Exercise set –
a: Output the stretch of the comment on medication from "This isn’t just" through "risk calculation as well).", copied word for word.
b: In the comment on medication, what condition led to the writer being prescribed a statin?
c: Carry the comment on medication further, starting after its last sentence.

Page text –
--- --- ---
I can’t speak for everyone, but I think you’re being overly simplistic. I’m educated, and I read a lot (much away from the internet), but I understand that not having worked in your field means I don’t understand medicines the way those that have worked with them do. That’s one reason why I go out of my way to keep the amount of any kind of medicine I take to an absolutely minimum. I even only take tylenol/advil/aspirin extremely rarely, let alone other medications, and I’m not on any regular medication. I was recently prescribed a statin after a recent exam, for high (though not ridiculous) LDL, and I’m still trying to decide whether I want to start that medication or not. I didn’t just run out and get it, and I’m not going to let my doctor push me into it without a lot more thought and consideration.

You talked briefly about drugs that affect our mental state, and unless I was forced to take one of those, I would avoid ever taking one. Your statement that they are not well-understood makes me even more suspicious than I would be of drugs that have only a physical rather than mental effect.

Even with all your knowledge about medicine, you are conveniently glossing over the fact that while the types of vaccines being used for Covid may have had 20 years of testing, the Covid vaccine definitely has not. Until we understand better the origins of this virus, every way it may have been modified, and what it can do, I’m not convinced that even those studying it full-time have a complete handle on it. This vaccine has only been in existence a short time, and even if you think there’s almost no chance it could have long term effects, you have no proof of that, and neither does anyone else. That definitely figures into my risk calculation, as does the fact that most vaccines have proven themselves safe over time.

This isn’t just a matter of my blindly accepting every form of medical intervention except for the Covid vaccine. Like Bert, I’m not ever going to be the first on my block to run out and get something. I’m happy to see how things play out first (and yes, time figures into my risk calculation as well).
--- --- ---
Exercise data –
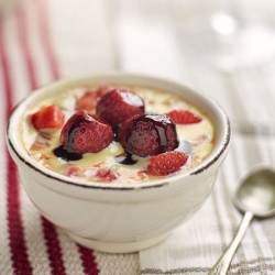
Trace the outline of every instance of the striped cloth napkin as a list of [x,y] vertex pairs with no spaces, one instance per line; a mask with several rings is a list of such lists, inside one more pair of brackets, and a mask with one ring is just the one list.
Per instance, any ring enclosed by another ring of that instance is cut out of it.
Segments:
--- --- ---
Results for the exercise –
a:
This isn’t just a matter of my blindly accepting every form of medical intervention except for the Covid vaccine. Like Bert, I’m not ever going to be the first on my block to run out and get something. I’m happy to see how things play out first (and yes, time figures into my risk calculation as well).

b: High LDL, described as high though not ridiculous.

c:
Dave Barnhart

I think it is 44% of white evangelicals have stated that they will not get the vaccine.

Ironic that in a post about truth being available, this line shows up. Here are a few things to consider:

About 14% of American adults say they won’t get vaccinated under any circumstances as of June, while the number is a much higher 22% among white evangelical Christians, according to a rigorous ongoing survey by KFF, the policy arm of the Kaiser Family Foundation. In fact, the 22% refusal rate was among the highest of any demographic group the foundation measured. (USNews https://www.usnews.com/news/health-news/articles/2021-08-10/white-evang…).

Some 24% of white evangelicals said in June they wouldn’t be vaccinated, down from 26% in March, according to a study from the Public Religion Research Institute, a nonpartisan group that studies the intersection of religion and public life, and Interfaith Youth Core, a nonprofit focused on interfaith cooperation. „, The percentage of white evangelicals who say they have been vaccinated or plan to get the shot as soon as possible was 56% in June, up from 45% in March (WSJ https://www.wsj.com/articles/white-evangelicals-resist-covid-19-vaccine…)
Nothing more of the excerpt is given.